Text provided:
--

I am ecstatic for the people of Egypt but deeply troubled. Theirs was democracy in action; a revolution that has now become an inspiration for the downtrodden in society everywhere. In its aftermath, America decreed whichever government that emerged in Egypt must uphold the Peace treaty between Egypt and Israel along with other international agreements; an order given to its ruling class without due consideration for the feelings or consent of the Egyptian people on the matter. It was this treaty that got Anwar Sadat the sobriquet, the peacemaker, and the joint Noble Peace prize shared between himself and Menachem Begin. A fraud of a treaty that mapped the course which today has led to gross human rights violations and war crimes in Gaza by the Israeli Defense Force, albeit with the participatory consent of a rogue dictator.
The issue that attests to true democracy in Egypt and the ability of its leaders to listen to the people is this so-called Peace treaty and its abolition. The Egyptians say and need for the blockage and oppression of the Palestinian people to stop. They want normal relations with their neighbours restored and for the Raffah crossing to reopen. The Peace treaty is a piece of paper that does nothing but to secure the Egyptian borders and keep the Raffah crossing closed whenever Israel so desires, guaranteeing on the other hand, fat cheques that feed thirty-year-old egos and purchase materials to suppress a people.
But this treaty has become more than a piece of paper, it is today, a deep-rooted commercial enterprise spreading through all facets of the ruling elite in Egypt and cumulating in a $1.5 billion deficit for the American taxpayers every year. It is about being a good boy and taking orders. It is not about what the Egyptian people want but what Israel commands. The Egyptian people know this and understand that any meaningful change of government must be one that produces a leadership capable of rejecting such agreements and treaties entered into by a rogue dictator and his regime that were never representative of the Egyptian people in the first instance. Understanding this, one realizes that the attainment of real democracy in Egypt must affect the Palestinian question and a people’s search for freedom most positively.
The fact that the Supreme Military Council made these pronouncements without any form of referral, or pretensions to it, to the Egyptian people attests to its dictatorial clout. When we reason that they are the group which will be most hit by an American withdrawal of aid (both military and economic) from Egypt, it becomes clear to see that their resolve to maintain the status quo would be unshakable. So, even if the Egyptian military were to wish for a quick return to democratic society, their working manual would at best remain survivalist. Given this fact, it would not be difficult for America, with its sweet carrot stick, to persuade the military at installing a ‘democratic’ administration which would guarantee the regular delivery of ‘aid’ to it by upholding all existing international treaties and agreements.
To uphold the Peace treaty with Israel or any other agreements entered into by a rogue dictator, therefore, is to deny the Egyptian people a major springboard to their democratic aspirations. It is to ignore the political mandate and desires of a people and deny them a voice in the scheme of things which affect them. Clearly, it has been shown to be of paramount importance to the Obama administration that the voice of Egyptians be not heard on this issue; eighty three million voices that America pretends to have a working relationship with. When that administration speaks about an ‘orderly transition’ in Egypt, it would appear to mean a political process that would continue to enforce from its end, the brutality being visited on the Palestinian people today and over the years by the Israeli Defense Force. Is it not amazing and ironic, that in the twenty-first century, America, that so-called bastion of democracy, is to be found applauding a military junta as the caretaker to an emergent democratic society?

--

Excerpted records:
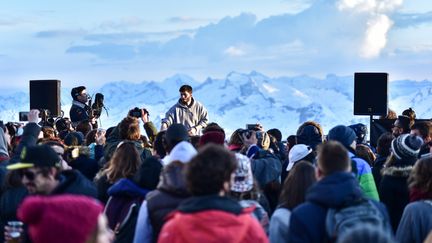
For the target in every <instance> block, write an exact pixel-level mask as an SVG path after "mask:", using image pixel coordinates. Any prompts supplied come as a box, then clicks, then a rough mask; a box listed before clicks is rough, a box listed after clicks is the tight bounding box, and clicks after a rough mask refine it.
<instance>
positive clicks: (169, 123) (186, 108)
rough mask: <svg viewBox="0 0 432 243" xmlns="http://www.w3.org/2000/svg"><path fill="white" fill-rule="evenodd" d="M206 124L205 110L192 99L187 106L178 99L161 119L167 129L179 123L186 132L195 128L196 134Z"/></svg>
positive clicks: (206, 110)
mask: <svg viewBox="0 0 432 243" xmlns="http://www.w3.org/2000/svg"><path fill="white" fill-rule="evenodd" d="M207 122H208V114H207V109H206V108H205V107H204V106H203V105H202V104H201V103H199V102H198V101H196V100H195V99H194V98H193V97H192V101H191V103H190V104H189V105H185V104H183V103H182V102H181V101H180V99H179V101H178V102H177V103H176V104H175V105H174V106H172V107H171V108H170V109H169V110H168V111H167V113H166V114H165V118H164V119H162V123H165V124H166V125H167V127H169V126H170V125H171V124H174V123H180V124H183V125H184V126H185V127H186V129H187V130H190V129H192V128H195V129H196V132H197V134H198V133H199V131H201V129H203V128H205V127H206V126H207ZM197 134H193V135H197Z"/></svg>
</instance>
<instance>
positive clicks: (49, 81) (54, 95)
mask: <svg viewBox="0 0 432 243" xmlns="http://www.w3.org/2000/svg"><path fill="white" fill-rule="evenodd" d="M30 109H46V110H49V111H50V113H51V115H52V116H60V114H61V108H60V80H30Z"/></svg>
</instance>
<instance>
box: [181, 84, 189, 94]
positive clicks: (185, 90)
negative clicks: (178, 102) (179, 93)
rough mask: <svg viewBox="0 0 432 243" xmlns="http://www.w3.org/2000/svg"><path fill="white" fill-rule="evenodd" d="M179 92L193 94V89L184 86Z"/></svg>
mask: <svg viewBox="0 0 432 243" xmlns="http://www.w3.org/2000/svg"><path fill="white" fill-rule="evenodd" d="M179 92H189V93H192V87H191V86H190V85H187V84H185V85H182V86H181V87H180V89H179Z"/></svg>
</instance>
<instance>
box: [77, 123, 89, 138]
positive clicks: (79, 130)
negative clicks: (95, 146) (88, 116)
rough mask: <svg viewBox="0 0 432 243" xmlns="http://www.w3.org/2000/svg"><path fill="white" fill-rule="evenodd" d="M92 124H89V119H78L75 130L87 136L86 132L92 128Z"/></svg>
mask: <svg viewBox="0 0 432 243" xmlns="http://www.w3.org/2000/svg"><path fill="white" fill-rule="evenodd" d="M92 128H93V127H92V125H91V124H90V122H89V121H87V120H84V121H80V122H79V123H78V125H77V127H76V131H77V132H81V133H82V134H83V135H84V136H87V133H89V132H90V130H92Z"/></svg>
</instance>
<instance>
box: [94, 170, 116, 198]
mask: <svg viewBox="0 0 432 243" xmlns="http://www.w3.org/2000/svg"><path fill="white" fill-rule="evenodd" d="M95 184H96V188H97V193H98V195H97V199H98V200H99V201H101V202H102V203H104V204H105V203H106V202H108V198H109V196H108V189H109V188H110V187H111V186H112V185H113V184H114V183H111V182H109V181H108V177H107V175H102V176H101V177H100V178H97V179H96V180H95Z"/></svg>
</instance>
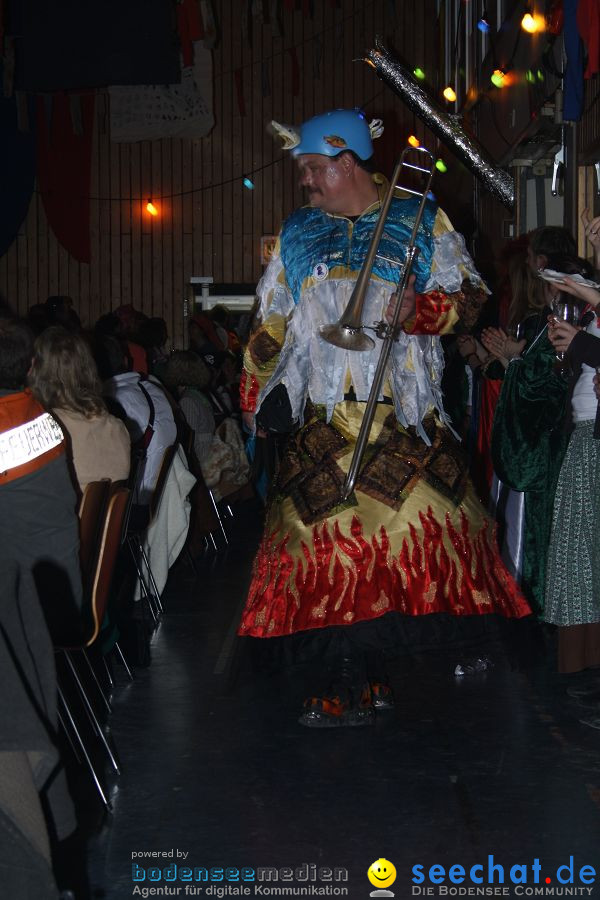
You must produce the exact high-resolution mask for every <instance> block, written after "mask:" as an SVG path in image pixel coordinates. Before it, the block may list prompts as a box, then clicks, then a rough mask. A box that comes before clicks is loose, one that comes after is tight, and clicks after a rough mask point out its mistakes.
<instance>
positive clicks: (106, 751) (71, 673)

--

Task list:
1. Reproduce the piece on Egypt and the Peace treaty word for word, starting at "The issue that" and ending at "suppress a people.".
2. According to the piece on Egypt and the Peace treaty, how large a deficit does the treaty cause American taxpayers each year?
3. List everything the piece on Egypt and the Peace treaty says the Egyptians want, as stated in its paragraph beginning "The issue that attests to true democracy".

Outputs for the tasks:
1.
The issue that attests to true democracy in Egypt and the ability of its leaders to listen to the people is this so-called Peace treaty and its abolition. The Egyptians say and need for the blockage and oppression of the Palestinian people to stop. They want normal relations with their neighbours restored and for the Raffah crossing to reopen. The Peace treaty is a piece of paper that does nothing but to secure the Egyptian borders and keep the Raffah crossing closed whenever Israel so desires, guaranteeing on the other hand, fat cheques that feed thirty-year-old egos and purchase materials to suppress a people.

2. $1.5 billion every year.

3.
- An end to the blockage and oppression of the Palestinian people
- Normal relations with their neighbors restored
- The Raffah crossing reopened